━━━━━ TEXT TO READ ━━━━━

He invites me to sit in the listening chair, an “X” on the floor marking the ideal spot in the room to hear all 12 speakers work their magic. When Morris pulls up his mix for Rod Wave’s “MJ Story” from the artist’s second 2022 release, Jupiter’s Diary: 7 Day Theory, I’m at first shocked by the very low-fidelity sounds of the song’s intro, which turns out to be a sample of “Teenage Dirtbag” by Wheatus. That’s just a sonic sleight of hand, though. When the bass and kick drum hit, it feels like they’re inside you, deep slabs of oomph that rattle you even as they leave space for the airy music floating out in middle space.
Even more so than the experience of Dolby Atmos in a cinema, the music mixed to this format creates a world of space far beyond stereo; in addition to left and right, sounds can be precisely positioned in front of or behind you, above or below you, or from a faraway horizon to deep inside you. As such systems become more widespread, and simulations of Dolby Atmos’ spatial illusion become common in headphones, this immersive listening is becoming the industry standard. Yet it’s still in flux during this transitional time.

━━━━━

WHAT YOU NEED TO DO
A: From the Dolby Atmos passage, quote the text between "Even more so" and "this transitional time.", inclusive.
B: Render this sentence from the Dolby Atmos passage in Spanish: "As such systems become more widespread, and simulations of Dolby Atmos' spatial illusion become common in headphones, this immersive listening is becoming the industry standard."
C: Name every song or album title that appears in the Dolby Atmos passage.
The items that follow are not needed for this work.

━━━━━ DATA SUPPLIED ━━━━━

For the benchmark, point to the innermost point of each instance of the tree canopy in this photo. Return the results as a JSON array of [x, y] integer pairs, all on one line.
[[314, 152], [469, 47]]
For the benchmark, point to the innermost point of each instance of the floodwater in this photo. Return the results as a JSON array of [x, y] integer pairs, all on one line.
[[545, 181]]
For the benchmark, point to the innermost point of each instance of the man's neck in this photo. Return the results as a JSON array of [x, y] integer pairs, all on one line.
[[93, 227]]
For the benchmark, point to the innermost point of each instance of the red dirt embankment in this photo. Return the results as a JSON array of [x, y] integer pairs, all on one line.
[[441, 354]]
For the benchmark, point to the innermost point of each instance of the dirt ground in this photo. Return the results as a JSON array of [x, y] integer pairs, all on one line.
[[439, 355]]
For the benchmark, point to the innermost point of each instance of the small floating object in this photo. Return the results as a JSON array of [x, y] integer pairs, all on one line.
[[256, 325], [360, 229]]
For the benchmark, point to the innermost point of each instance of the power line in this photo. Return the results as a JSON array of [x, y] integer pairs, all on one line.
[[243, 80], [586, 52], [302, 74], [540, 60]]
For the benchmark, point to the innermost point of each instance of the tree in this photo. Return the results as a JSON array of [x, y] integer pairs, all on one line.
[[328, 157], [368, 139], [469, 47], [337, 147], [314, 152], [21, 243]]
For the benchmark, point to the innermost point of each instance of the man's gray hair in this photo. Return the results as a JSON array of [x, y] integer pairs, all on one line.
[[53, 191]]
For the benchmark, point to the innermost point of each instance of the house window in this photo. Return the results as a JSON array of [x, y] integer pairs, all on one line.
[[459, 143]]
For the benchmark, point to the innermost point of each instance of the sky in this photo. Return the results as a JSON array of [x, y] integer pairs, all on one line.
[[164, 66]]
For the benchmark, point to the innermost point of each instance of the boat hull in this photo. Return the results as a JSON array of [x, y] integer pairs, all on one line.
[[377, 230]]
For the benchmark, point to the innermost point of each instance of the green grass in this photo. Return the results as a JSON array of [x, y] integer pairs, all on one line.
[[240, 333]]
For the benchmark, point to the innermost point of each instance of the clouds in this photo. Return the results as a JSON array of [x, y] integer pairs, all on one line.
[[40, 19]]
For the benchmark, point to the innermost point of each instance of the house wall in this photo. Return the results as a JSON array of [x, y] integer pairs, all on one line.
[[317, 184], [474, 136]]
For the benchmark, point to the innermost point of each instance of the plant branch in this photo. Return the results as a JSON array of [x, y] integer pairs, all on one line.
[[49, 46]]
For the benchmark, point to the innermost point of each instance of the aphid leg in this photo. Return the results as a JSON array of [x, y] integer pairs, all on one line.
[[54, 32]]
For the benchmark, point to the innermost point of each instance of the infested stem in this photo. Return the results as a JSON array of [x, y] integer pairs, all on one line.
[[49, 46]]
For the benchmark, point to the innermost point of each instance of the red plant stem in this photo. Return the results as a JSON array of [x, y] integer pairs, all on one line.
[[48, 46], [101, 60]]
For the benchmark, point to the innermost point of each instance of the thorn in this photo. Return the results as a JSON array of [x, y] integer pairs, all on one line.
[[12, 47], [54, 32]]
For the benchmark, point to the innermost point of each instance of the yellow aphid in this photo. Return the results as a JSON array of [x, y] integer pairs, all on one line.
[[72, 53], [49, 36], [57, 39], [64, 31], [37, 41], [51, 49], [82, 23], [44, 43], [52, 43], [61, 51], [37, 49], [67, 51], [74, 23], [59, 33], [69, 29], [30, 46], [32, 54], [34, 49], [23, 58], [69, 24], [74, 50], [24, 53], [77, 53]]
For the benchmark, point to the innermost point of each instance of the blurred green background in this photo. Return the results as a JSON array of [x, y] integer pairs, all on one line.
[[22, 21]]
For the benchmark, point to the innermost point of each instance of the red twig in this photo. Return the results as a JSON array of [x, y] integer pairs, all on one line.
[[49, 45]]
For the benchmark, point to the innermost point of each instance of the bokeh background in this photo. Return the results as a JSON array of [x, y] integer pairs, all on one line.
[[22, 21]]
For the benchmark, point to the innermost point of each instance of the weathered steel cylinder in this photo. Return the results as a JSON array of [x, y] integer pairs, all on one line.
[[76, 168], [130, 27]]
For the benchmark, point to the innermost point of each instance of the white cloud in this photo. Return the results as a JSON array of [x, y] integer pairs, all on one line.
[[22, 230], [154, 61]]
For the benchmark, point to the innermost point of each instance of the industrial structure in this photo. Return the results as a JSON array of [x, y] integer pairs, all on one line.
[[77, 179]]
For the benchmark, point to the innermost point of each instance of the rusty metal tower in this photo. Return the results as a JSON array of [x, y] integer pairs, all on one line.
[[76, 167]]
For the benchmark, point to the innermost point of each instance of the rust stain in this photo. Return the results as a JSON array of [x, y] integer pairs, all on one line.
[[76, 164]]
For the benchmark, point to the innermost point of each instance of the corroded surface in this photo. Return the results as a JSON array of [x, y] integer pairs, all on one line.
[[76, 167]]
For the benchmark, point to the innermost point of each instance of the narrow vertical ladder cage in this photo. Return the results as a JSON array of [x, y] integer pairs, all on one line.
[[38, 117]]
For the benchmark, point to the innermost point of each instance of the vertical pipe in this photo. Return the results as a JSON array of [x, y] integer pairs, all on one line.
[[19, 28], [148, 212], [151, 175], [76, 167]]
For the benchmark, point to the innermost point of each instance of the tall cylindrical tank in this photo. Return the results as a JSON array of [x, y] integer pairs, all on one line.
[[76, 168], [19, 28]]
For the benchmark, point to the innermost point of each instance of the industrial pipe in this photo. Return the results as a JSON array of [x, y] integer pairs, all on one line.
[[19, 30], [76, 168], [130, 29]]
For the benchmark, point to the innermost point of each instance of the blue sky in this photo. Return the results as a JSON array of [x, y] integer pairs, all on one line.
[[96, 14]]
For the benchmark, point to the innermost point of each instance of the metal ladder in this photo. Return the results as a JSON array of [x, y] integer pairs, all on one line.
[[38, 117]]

━━━━━

SOLUTIONS
A:
Even more so than the experience of Dolby Atmos in a cinema, the music mixed to this format creates a world of space far beyond stereo; in addition to left and right, sounds can be precisely positioned in front of or behind you, above or below you, or from a faraway horizon to deep inside you. As such systems become more widespread, and simulations of Dolby Atmos’ spatial illusion become common in headphones, this immersive listening is becoming the industry standard. Yet it’s still in flux during this transitional time.

B: A medida que estos sistemas se generalizan y las simulaciones de la ilusión espacial de Dolby Atmos se vuelven comunes en los auriculares, esta escucha inmersiva se está convirtiendo en el estándar de la industria.

C:
- "MJ Story"
- Jupiter's Diary: 7 Day Theory
- "Teenage Dirtbag"